Dataset entries:
────────

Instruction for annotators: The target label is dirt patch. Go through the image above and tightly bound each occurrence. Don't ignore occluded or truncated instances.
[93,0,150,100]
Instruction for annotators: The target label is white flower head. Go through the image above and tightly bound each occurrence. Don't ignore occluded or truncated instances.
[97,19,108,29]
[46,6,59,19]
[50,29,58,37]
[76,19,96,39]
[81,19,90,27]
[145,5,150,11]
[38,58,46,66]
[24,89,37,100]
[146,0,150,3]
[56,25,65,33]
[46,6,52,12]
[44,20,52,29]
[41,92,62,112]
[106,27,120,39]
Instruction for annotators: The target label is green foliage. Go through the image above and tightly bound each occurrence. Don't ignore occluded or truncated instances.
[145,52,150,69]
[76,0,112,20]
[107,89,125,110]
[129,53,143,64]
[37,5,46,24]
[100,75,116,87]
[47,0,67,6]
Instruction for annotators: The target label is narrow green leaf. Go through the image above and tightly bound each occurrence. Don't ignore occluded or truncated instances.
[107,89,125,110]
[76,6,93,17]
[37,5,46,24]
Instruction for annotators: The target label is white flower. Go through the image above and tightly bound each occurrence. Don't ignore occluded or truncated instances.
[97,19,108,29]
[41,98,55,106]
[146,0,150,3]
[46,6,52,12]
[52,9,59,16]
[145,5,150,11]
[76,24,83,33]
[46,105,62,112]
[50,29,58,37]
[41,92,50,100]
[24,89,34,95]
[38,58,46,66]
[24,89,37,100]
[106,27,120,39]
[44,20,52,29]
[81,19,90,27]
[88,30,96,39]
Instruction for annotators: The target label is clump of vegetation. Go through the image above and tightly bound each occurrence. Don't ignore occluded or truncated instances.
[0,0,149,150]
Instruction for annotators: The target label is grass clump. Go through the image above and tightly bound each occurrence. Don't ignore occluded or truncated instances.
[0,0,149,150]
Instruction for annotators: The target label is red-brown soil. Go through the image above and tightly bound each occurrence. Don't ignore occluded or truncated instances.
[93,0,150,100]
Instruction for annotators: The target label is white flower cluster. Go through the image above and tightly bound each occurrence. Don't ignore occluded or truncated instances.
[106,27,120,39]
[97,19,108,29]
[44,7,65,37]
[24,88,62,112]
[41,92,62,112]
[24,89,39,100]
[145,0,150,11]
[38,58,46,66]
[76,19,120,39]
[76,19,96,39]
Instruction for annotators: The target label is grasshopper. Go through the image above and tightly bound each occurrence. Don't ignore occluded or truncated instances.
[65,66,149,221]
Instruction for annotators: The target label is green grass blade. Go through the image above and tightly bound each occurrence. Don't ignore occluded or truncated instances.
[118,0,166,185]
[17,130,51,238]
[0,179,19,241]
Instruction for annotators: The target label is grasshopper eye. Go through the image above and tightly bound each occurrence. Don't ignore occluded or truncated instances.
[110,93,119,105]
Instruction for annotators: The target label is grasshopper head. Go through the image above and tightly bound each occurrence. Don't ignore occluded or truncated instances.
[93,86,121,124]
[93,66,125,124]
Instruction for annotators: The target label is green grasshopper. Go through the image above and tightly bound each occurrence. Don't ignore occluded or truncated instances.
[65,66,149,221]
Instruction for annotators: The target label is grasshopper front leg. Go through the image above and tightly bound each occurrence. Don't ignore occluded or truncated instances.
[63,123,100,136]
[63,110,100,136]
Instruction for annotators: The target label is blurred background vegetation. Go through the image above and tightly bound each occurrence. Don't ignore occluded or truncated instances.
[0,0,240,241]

────────

● Your goal: Render all the records above as a Markdown table with two columns, Row and Line. Put a row number in Row and one line of the records in Line, and skip any blank lines.

● Answer to the task:
| Row | Line |
|---|---|
| 1 | Instruction for annotators: The target label is dirt patch. Go through the image above and tightly bound each occurrence. Don't ignore occluded or truncated instances. |
| 2 | [93,0,150,100] |
| 3 | Instruction for annotators: The target label is white flower head. Go through the image above and tightly bound each occurrence. Don't ignore occluded or truncated instances. |
| 4 | [97,19,108,29] |
| 5 | [46,6,59,19] |
| 6 | [50,29,58,37] |
| 7 | [76,19,96,39] |
| 8 | [81,19,90,27] |
| 9 | [145,5,150,11] |
| 10 | [38,58,46,66] |
| 11 | [24,89,37,100] |
| 12 | [146,0,150,3] |
| 13 | [56,25,65,33] |
| 14 | [46,6,52,12] |
| 15 | [44,20,52,29] |
| 16 | [41,92,62,112] |
| 17 | [106,27,120,39] |
| 18 | Instruction for annotators: The target label is green foliage. Go through the image above and tightly bound each occurrence. Don't ignore occluded or truncated instances. |
| 19 | [145,52,150,69] |
| 20 | [76,0,112,20] |
| 21 | [107,89,125,110] |
| 22 | [129,53,143,64] |
| 23 | [37,5,46,24] |
| 24 | [100,75,116,87] |
| 25 | [47,0,67,6] |
| 26 | Instruction for annotators: The target label is narrow green leaf. Go through the image above and tightly bound each occurrence. Don't ignore occluded or truncated instances. |
| 27 | [107,89,125,110] |
| 28 | [76,6,93,17] |
| 29 | [37,5,46,24] |
| 30 | Instruction for annotators: The target label is white flower. Go through the image above and tightly bound each occurrence. Don't ignore occluded or truncated instances. |
| 31 | [97,19,108,29] |
| 32 | [41,98,55,106] |
| 33 | [146,0,150,3] |
| 34 | [46,6,52,12] |
| 35 | [52,9,59,16] |
| 36 | [145,5,150,11] |
| 37 | [76,24,83,33] |
| 38 | [46,105,62,112] |
| 39 | [50,29,58,37] |
| 40 | [41,92,50,100] |
| 41 | [24,89,34,95] |
| 42 | [38,58,46,66] |
| 43 | [24,89,37,100] |
| 44 | [106,27,120,39] |
| 45 | [44,20,52,29] |
| 46 | [81,19,90,27] |
| 47 | [88,30,96,39] |
| 48 | Instruction for annotators: The target label is clump of vegetation. Go through the image above and tightly bound each occurrence. Don't ignore occluded or truncated instances. |
| 49 | [0,0,149,150] |
| 50 | Instruction for annotators: The target label is grass clump. Go through the image above and tightly bound each occurrence. Don't ignore occluded or truncated instances. |
| 51 | [0,0,149,150] |
| 52 | Instruction for annotators: The target label is red-brown soil. Go through the image above and tightly bound each occurrence. Don't ignore occluded or truncated instances. |
| 53 | [93,0,150,100] |
| 54 | Instruction for annotators: The target label is white flower cluster. Go through the image above and tightly bound each occurrence. Don't ignore occluded or truncated instances. |
| 55 | [106,27,120,39] |
| 56 | [97,19,108,29] |
| 57 | [44,7,65,37] |
| 58 | [24,88,62,112] |
| 59 | [41,92,62,112] |
| 60 | [24,89,39,100] |
| 61 | [145,0,150,11] |
| 62 | [38,58,46,66] |
| 63 | [76,19,120,39] |
| 64 | [76,19,96,39] |
| 65 | Instruction for annotators: The target label is grasshopper. Go through the image above and tightly bound each occurrence. Don't ignore occluded or truncated instances. |
| 66 | [65,66,149,221] |
| 67 | Instruction for annotators: The target label is green grass blade. Go through the image above and tightly bound each occurrence. Don't ignore occluded or truncated instances. |
| 68 | [118,0,166,185] |
| 69 | [17,130,51,238] |
| 70 | [0,179,19,241] |
| 71 | Instruction for annotators: The target label is grasshopper eye. Go through the image above and tightly bound each occurrence. Don't ignore occluded or truncated instances. |
| 72 | [110,93,119,105] |
| 73 | Instruction for annotators: The target label is grasshopper head. Go through the image above and tightly bound each occurrence. Don't ignore occluded or truncated instances. |
| 74 | [93,86,121,124] |
| 75 | [93,66,125,124] |
| 76 | Instruction for annotators: The target label is green grasshopper. Go through the image above and tightly bound each occurrence. Don't ignore occluded or truncated instances. |
| 77 | [65,66,149,221] |
| 78 | Instruction for annotators: The target label is grasshopper front leg. Go through the image above and tightly bound each occurrence. Don't ignore occluded or truncated instances. |
| 79 | [63,123,100,136] |
| 80 | [63,110,100,136] |
| 81 | Instruction for annotators: The target label is blurred background vegetation. Go through the image above and tightly bound each occurrence. Don't ignore occluded or truncated instances. |
| 82 | [0,0,240,241] |